Página
Traducción: Valentín Huarte

Al no estar a la altura de su propia ideología como Estado obrero, el socialismo autoritario llevaba implícita una autocrítica.

Nunca fue fácil comprender desde fuera las vivencias de los trabajadores en el socialismo de Estado.

En un Estado obrero, los intereses de la clase trabajadora son como un partido de fútbol ideológico y político: la clase dominante dice representar los intereses de los trabajadores, y eso lleva a que la oposición o los intelectuales disidentes nieguen dicha pretensión y declaren que son sus propios intereses los que mejor representan el mundo proletario. Esos debates pasan por encima de las cabezas de los trabajadores pues, irónicamente, en un Estado obrero no existe ningún órgano que represente sus intereses específicos. Los trabajadores no son dueños de su propio discurso y, salvo el caso de una oleada de huelgas inesperadas, no hablan por sí mismos.

Si uno quiere empezar a entender cómo es trabajar en un Estado obrero, lo primero que debe haceres —como hice yo— evitar a los intelectuales y entrar directamente en la morada oculta de la producción.

En 1985 trabajé durante seis meses como fundidor en la Acería Lenin de Miskolc (Hungría). En 1986 volví a trabajar en la misma planta durante dos meses. Lo mismo hice en 1987, y desde entonces retorné dos veces al año hasta 1990. En aquella época, la Acería Lenin empleaba a alrededor de 12000 obreros y producía cerca de un millón de toneladas de acero (siendo una de las tres plantas acereras que había en Hungría, no dejaba de ser una empresa muy ineficiente según los estándares internacionales).

Fue una mañana helada de febrero de 1985 cuando empecé mi primer turno en el enorme convertidor de oxígeno básico. En ese momento la producción era escasa. Yo estaba conversando con Feri, encargado de limpiar la lanza de oxígeno, cuando Stegermajer, el supervisor de la planta, entró a los gritos ordenándonos barrer el suelo.

Tareas del ejercicio
[A] ¿Puedes actualizar el fragmento del texto sobre los trabajadores en el socialismo de Estado que empieza en "Al no estar" y acaba tras "socialismo de Estado.", poniendo "obreros" en lugar de "trabajadores"?
[B] ¿Puedes prolongar el texto sobre los trabajadores en el socialismo de Estado a partir de su última oración?

Datos proporcionados

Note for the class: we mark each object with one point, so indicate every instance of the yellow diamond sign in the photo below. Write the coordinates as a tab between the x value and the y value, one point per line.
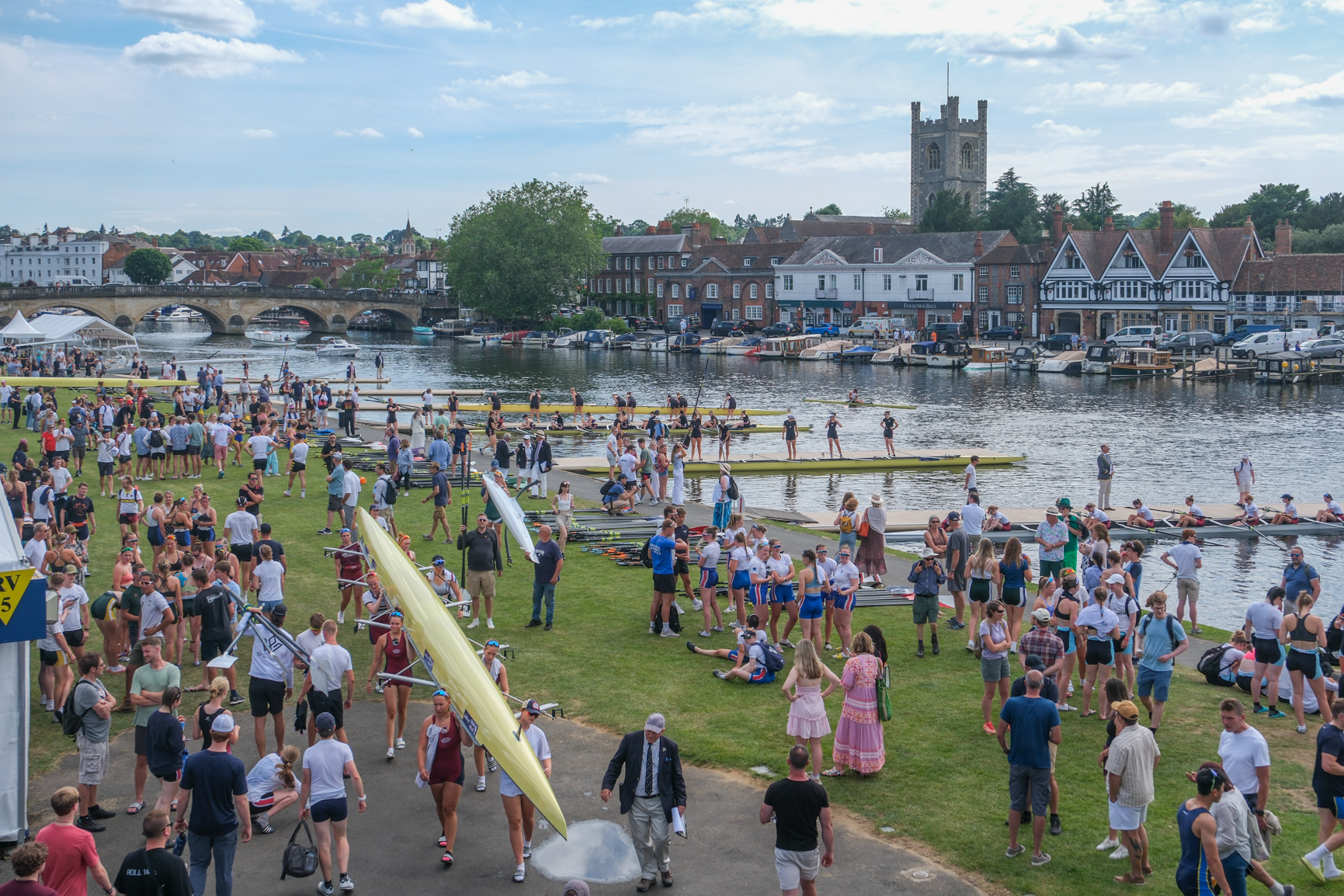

Las respuestas
[A]
Al no estar a la altura de su propia ideología como Estado obrero, el socialismo autoritario llevaba implícita una autocrítica.

Nunca fue fácil comprender desde fuera las vivencias de los obreros en el socialismo de Estado.

[B]
La mirada de indignación que distinguí en el rostro de mi compañero no dejaba lugar a duda sobre su valoración de la directiva. ¿A quién se le ocurre mantener limpia una planta siderúrgica? En cualquier caso, ese no era el trabajo de Feri. Pero el semblante amenazador de Stegermajer bastó para que nos convenciéramos de que no había lugar a debate, así que tomamos las escobas y empezamos a limpiar el lugar. Por supuesto, no tardaron en formarse nubes de polvo y grafito que se asentaban en la jurisdicción de limpieza encomendada a otros trabajadores.

En la Acería Lenin la agresividad y los gritos parecían haberse convertido en un estilo de vida. Los jefes estaban nerviosos. ¿Qué los tenía tan preocupados?

Tan pronto como terminamos de barrer y sacamos a luz una opaca coloración de tonos verdes y amarillos, llegaron unos pintores que hicieron brillar las instalaciones durante algunos minutos, antes de que el polvo y el grafito se asentaran de nuevo.

«¿Esto es normal?», me preguntaba.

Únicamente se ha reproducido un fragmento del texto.